| Text passage |

When you look at the Hamilton, and then Hamilton-Kirkland college yearbooks from the period from 1970 to 1974, you see a remarkable evolution. In the 1970 Hamilton yearbook you see no Kirkland women; the seniors, who look somewhat uptight but not hopelessly square, are in posed pictures, some freestyle, some in silly frat-boy joke poses. In 1971, the style of photos is more relaxed, and women appear in them here and there. In 1972, the graduation year of Kirkland College’s “charter class” — the first students who had attended four consecutive years– for the first time the yearbook is a combined Hamilton/Kirkland book, and while there is some photographic evidence of a more square Hamilton feeling and a more hippie Kirkland feeling, it’s clear that a common culture is emerging. By 1974, Hamilton-Kirkland is one place.
Limited Engagement documents these heady times with minutes from tumultuous faculty and board meetings, tales of fundraising derring-do, stories of false steps and unexpected successes; of great teachers and of teachers who had to be fired. Ultimately it’s the story of the emergence of a particular Kirkland sensibility which was fun, feminist and ferociously serious about the idea of a liberal education. The tale of how, with a nudge from Babbitt, local businessman Edgar Virgil Johnson came to donate enough money for a scholarship fund and a classroom building is alone worth the price of the book.

| Direction a |
According to the passage about the Hamilton and Kirkland yearbooks, what did local businessman Edgar Virgil Johnson donate enough money for?
The text and the records are unrelated to each other.

| Raw records |
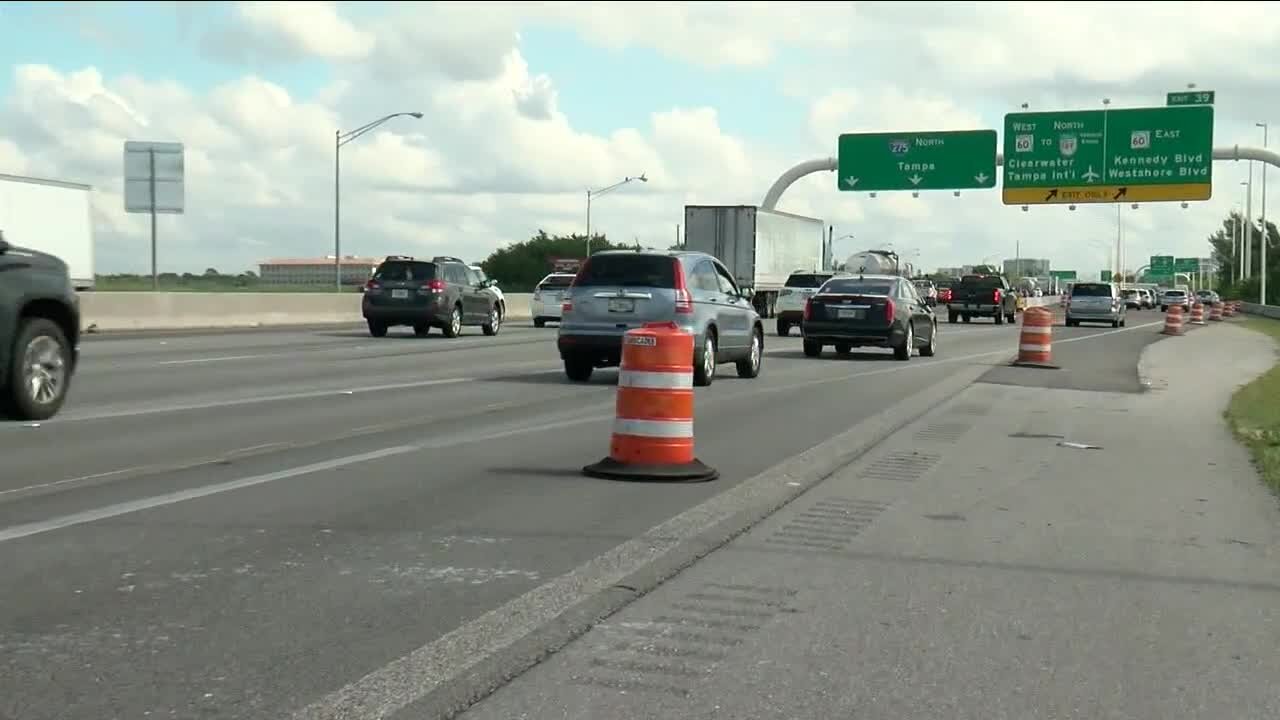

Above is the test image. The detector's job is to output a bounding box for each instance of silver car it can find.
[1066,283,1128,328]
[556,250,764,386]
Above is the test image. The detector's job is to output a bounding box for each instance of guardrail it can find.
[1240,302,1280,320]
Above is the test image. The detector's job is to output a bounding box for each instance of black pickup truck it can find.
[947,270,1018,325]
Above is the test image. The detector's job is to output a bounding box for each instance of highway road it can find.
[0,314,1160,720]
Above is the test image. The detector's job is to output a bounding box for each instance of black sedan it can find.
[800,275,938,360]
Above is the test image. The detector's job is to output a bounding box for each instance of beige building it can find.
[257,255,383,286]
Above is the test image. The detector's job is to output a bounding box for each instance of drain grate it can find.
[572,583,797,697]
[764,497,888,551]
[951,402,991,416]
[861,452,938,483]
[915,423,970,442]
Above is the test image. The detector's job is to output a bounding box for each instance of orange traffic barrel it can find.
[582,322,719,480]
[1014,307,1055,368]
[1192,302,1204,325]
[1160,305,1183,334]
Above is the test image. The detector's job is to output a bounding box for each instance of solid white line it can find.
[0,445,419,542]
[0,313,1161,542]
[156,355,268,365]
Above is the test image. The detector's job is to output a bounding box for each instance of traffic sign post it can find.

| Direction b |
Collect every line of the records that contains the word "traffic".

| Reply a |
He donated enough money for a scholarship fund and a classroom building.

| Reply b |
Above is the test image. The detector's job is to output a bounding box for each instance of orange traffic barrel it can find.
Above is the test image. The detector's job is to output a bounding box for each instance of traffic sign post it can find.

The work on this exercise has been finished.